> _Aim of the exercise_
Below are some records; write them all out again exactly.

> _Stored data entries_
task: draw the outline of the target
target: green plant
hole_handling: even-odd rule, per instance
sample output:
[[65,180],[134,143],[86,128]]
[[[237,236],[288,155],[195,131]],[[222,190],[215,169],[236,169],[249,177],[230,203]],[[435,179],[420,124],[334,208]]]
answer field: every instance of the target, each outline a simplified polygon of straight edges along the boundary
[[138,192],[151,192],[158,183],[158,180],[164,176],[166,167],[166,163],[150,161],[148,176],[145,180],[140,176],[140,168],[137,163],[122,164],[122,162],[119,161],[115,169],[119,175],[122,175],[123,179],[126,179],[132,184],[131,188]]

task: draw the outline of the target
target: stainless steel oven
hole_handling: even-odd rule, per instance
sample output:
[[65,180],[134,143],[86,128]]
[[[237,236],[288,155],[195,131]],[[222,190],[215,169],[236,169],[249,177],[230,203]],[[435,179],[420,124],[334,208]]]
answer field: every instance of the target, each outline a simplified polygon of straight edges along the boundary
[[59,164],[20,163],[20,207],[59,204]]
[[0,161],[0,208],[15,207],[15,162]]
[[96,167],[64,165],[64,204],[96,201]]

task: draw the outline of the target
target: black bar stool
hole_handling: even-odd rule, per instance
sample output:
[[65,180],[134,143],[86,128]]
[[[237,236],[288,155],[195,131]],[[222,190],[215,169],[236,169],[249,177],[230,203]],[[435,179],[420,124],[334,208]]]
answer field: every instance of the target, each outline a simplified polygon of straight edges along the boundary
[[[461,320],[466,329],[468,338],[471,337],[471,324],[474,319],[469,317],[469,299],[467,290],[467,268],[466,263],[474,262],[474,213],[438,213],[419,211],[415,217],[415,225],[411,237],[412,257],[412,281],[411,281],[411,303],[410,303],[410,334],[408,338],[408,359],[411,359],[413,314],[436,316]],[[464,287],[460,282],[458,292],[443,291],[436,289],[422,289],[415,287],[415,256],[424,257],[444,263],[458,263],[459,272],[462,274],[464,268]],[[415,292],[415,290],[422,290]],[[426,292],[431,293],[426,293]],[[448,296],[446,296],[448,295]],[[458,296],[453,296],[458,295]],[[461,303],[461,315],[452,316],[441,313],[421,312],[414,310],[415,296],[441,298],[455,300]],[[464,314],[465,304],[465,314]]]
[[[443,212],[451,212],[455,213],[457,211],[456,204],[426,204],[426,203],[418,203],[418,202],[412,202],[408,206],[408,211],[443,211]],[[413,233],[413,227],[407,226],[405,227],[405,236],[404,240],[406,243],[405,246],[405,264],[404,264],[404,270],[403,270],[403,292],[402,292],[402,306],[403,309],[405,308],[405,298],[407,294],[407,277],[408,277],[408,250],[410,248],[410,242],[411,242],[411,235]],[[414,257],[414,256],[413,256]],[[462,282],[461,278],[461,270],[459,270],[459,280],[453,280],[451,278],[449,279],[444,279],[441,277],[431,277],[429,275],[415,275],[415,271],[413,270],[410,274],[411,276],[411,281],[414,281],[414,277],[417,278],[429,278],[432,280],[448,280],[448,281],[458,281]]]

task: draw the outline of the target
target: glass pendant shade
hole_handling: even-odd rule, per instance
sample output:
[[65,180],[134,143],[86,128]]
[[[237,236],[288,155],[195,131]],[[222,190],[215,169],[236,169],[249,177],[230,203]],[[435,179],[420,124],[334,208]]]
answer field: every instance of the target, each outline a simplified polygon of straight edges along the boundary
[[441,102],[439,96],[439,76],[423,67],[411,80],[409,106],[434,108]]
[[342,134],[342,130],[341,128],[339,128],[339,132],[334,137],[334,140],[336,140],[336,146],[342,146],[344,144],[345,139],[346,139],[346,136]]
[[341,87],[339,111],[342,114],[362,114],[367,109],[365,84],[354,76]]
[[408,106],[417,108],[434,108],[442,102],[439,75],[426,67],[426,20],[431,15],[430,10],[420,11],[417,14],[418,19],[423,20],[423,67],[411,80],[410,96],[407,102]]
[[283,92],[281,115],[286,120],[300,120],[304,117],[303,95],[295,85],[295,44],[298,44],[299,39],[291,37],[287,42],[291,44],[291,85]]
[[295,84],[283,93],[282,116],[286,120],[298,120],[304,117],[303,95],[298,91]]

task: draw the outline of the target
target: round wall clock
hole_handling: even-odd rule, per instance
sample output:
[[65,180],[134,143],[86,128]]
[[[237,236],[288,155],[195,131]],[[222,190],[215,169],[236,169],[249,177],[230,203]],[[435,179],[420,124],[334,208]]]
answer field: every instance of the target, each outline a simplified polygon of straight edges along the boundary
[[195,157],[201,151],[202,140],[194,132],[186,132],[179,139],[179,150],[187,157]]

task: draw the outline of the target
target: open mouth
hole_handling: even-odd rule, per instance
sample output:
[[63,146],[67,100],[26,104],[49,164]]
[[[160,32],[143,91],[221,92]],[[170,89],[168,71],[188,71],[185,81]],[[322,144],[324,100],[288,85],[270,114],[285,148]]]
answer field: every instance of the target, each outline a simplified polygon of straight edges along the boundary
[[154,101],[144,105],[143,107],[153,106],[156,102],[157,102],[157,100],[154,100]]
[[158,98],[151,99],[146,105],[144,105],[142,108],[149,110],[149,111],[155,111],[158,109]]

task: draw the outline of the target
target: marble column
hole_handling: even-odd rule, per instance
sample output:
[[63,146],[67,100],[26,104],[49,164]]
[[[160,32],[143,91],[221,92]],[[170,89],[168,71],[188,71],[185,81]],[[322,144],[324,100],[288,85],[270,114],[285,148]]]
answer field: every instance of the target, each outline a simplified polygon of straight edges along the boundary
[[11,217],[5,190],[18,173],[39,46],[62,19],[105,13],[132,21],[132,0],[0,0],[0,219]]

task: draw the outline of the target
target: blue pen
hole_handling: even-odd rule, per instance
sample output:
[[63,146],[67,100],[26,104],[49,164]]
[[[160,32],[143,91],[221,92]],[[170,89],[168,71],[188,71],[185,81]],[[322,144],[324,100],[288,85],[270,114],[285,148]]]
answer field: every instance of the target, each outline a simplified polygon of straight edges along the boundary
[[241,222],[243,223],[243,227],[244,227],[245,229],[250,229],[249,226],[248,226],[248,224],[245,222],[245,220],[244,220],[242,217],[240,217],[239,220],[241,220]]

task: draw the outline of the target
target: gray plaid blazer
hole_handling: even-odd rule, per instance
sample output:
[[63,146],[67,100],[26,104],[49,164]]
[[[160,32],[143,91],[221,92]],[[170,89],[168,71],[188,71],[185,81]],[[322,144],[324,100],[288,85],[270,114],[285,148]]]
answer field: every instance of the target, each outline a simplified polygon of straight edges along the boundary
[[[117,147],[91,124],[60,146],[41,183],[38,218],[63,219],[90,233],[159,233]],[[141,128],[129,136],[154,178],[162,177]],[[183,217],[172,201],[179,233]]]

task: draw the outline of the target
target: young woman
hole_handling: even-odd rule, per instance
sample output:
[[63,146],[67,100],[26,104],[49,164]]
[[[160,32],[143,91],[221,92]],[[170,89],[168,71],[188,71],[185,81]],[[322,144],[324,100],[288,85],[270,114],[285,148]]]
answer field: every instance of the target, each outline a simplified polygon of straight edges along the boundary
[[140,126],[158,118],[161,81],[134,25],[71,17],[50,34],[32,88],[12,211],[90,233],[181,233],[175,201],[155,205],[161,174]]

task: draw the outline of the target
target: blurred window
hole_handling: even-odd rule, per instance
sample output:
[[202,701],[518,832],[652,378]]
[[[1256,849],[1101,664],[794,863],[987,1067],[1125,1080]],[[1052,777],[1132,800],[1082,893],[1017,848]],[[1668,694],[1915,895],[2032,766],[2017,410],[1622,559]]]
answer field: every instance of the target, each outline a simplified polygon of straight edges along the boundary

> _The answer_
task: draw the outline of the target
target: green plant
hole_handling: even-odd rule, per instance
sample output:
[[65,180],[134,143],[86,128]]
[[[237,236],[288,155],[195,131]],[[222,190],[215,169],[236,169],[249,177],[230,203]],[[435,179],[420,124],[334,208]]]
answer field: every instance of the target, each outline a simplified polygon of straight edges along the boundary
[[138,192],[151,192],[158,183],[158,180],[164,176],[166,167],[166,163],[150,161],[148,176],[145,180],[140,176],[140,168],[137,163],[122,164],[122,162],[119,161],[115,169],[119,175],[122,175],[123,179],[126,179],[132,184],[131,188]]

task: draw the outline of the target
target: stainless steel oven
hole_handling: even-odd rule, per instance
sample output:
[[65,180],[134,143],[86,128]]
[[[237,236],[288,155],[195,131]],[[222,190],[215,169],[236,169],[249,177],[230,203]],[[435,179],[420,124],[334,208]]]
answer field: every instance of the target, each outline a simplified polygon of straight edges along the boundary
[[59,164],[20,163],[20,207],[59,204]]
[[0,161],[0,208],[15,207],[15,162]]
[[96,167],[64,165],[64,204],[96,201]]

task: draw the outline of the target
target: black bar stool
hole_handling: even-odd rule, per instance
sample output:
[[65,180],[134,143],[86,128]]
[[[237,236],[288,155],[195,131]],[[222,190],[215,169],[236,169],[249,177],[230,203]],[[435,179],[420,124],[334,208]]]
answer field: every instance of the target, each outline a simplified polygon of straight edges along the boundary
[[[461,320],[466,329],[468,338],[471,337],[471,324],[474,319],[469,317],[469,299],[467,290],[467,268],[466,263],[474,262],[474,213],[438,213],[419,211],[415,217],[415,225],[411,237],[412,257],[412,281],[411,281],[411,303],[410,303],[410,334],[408,338],[408,359],[411,359],[413,314],[436,316]],[[464,287],[460,282],[458,292],[443,291],[436,289],[422,289],[415,287],[415,256],[424,257],[444,263],[458,263],[459,272],[462,274],[464,268]],[[415,292],[415,290],[422,290]],[[426,292],[431,293],[426,293]],[[448,296],[446,296],[448,295]],[[458,296],[453,296],[458,295]],[[461,303],[461,315],[452,316],[441,313],[421,312],[414,310],[415,296],[441,298],[455,300]],[[464,314],[465,304],[465,314]]]
[[[443,212],[451,212],[455,213],[457,211],[456,204],[426,204],[426,203],[418,203],[418,202],[412,202],[408,206],[408,211],[443,211]],[[413,233],[413,227],[407,226],[405,227],[405,236],[404,240],[406,243],[405,246],[405,264],[404,264],[404,270],[403,270],[403,292],[402,292],[402,306],[403,309],[405,308],[405,298],[407,294],[407,277],[408,277],[408,250],[410,248],[410,242],[411,242],[411,235]],[[414,257],[414,256],[413,256]],[[462,282],[461,278],[461,270],[459,270],[459,280],[453,280],[451,278],[449,279],[444,279],[441,277],[431,277],[429,275],[415,275],[415,271],[413,270],[410,274],[411,276],[411,281],[414,281],[414,277],[417,278],[429,278],[432,280],[448,280],[448,281],[458,281]]]

task: draw the outline of the target
target: glass pendant shade
hole_handling: even-odd rule, per instance
sample output:
[[65,180],[134,143],[86,128]]
[[[237,236],[288,155],[195,131]],[[222,190],[215,169],[236,169],[249,177],[230,203]],[[435,179],[420,124],[334,208]]]
answer field: every instance of the target, each outline a simplified polygon of straight edges along the boundary
[[441,102],[439,96],[439,76],[423,67],[411,80],[409,106],[434,108]]
[[342,134],[342,130],[341,128],[339,128],[339,132],[334,137],[334,140],[336,140],[336,146],[342,146],[344,144],[345,139],[346,139],[346,136]]
[[341,87],[339,111],[342,114],[362,114],[367,109],[365,84],[354,76]]
[[408,106],[417,108],[434,108],[442,102],[439,75],[426,67],[426,20],[431,15],[430,10],[420,11],[417,14],[418,19],[423,20],[423,67],[411,80],[410,96],[407,102]]
[[283,92],[281,115],[286,120],[300,120],[304,117],[303,95],[295,85],[295,44],[298,44],[299,39],[291,37],[287,42],[291,44],[291,85]]
[[295,84],[283,93],[282,116],[286,120],[298,120],[304,117],[303,95],[298,91]]

task: draw the outline of the target
target: round wall clock
hole_handling: even-odd rule, per instance
sample output:
[[65,180],[134,143],[86,128]]
[[[237,236],[288,155],[195,131]],[[222,190],[215,169],[236,169],[249,177],[230,203]],[[435,179],[420,124],[334,208]]]
answer field: every instance of the target, each outline a simplified polygon of straight edges along the boundary
[[195,157],[201,151],[202,140],[194,132],[186,132],[179,139],[179,150],[187,157]]

task: draw the outline of the target
target: open mouth
hole_handling: even-odd rule, per instance
sample output:
[[63,146],[67,100],[26,104],[49,164]]
[[[160,32],[143,91],[221,92]],[[170,89],[168,71],[188,71],[185,81]],[[322,144],[324,100],[288,85],[270,114],[285,148]]]
answer field: every instance of the target, each outline a simplified polygon of straight edges along the boundary
[[154,101],[144,105],[143,107],[153,106],[156,102],[157,102],[157,100],[154,100]]
[[158,98],[151,99],[146,105],[144,105],[142,108],[149,110],[149,111],[155,111],[158,109]]

task: draw the outline of the target
target: marble column
hole_handling: even-odd rule, per instance
sample output:
[[63,146],[67,100],[26,104],[49,164]]
[[[160,32],[143,91],[221,92]],[[170,89],[168,71],[188,71],[185,81]],[[322,144],[324,100],[288,85],[270,114],[285,148]]]
answer field: every instance of the target, each outline a simplified polygon of straight edges along the boundary
[[11,217],[5,190],[18,173],[39,46],[62,19],[105,13],[132,21],[132,0],[0,0],[0,219]]

task: draw the outline of the target
target: blue pen
hole_handling: even-odd rule, per instance
sample output:
[[63,146],[67,100],[26,104],[49,164]]
[[[160,32],[143,91],[221,92]],[[170,89],[168,71],[188,71],[185,81]],[[322,144],[324,100],[288,85],[270,114],[285,148]]]
answer field: every instance of the target, each outline a simplified polygon of straight edges along the boundary
[[241,222],[243,223],[243,227],[244,227],[245,229],[250,229],[249,226],[248,226],[248,224],[245,222],[245,220],[244,220],[242,217],[240,217],[239,220],[241,220]]

task: draw the outline of the target
target: gray plaid blazer
hole_handling: even-odd rule, per instance
sample output:
[[63,146],[67,100],[26,104],[49,164]]
[[[160,32],[143,91],[221,92]],[[170,89],[168,71],[188,71],[185,81]],[[322,144],[324,100],[288,85],[270,114],[285,148]]]
answer field: every instance of the target, each outline a simplified polygon of straight edges along the boundary
[[[117,147],[91,124],[60,146],[41,183],[38,218],[63,219],[90,233],[159,233]],[[141,128],[129,136],[154,178],[162,177]],[[183,217],[172,201],[179,233]]]

task: draw the outline of the target
target: young woman
hole_handling: even-odd rule, per instance
sample output:
[[63,146],[67,100],[26,104],[49,164]]
[[[160,32],[143,91],[221,92]],[[170,89],[168,71],[188,71],[185,81]],[[322,144],[324,100],[288,85],[270,114],[285,148]]]
answer field: every instance of the target, each outline a simplified polygon of straight edges along the boundary
[[140,126],[158,118],[161,81],[134,25],[71,17],[50,34],[32,88],[12,211],[90,233],[181,233],[175,201],[155,205],[161,174]]

task: draw the outline of the target
target: blurred window
hole_handling: even-odd rule, per instance
sample output:
[[202,701],[518,832],[652,378]]
[[[1256,849],[1101,664],[794,863],[987,1067],[1125,1080]],[[1052,777],[1132,800],[1082,893],[1017,848]],[[1668,694],[1915,895],[2032,766],[2017,410],[1622,559]]]
answer field: every instance of the target, each outline a simplified polygon of straight edges along the boundary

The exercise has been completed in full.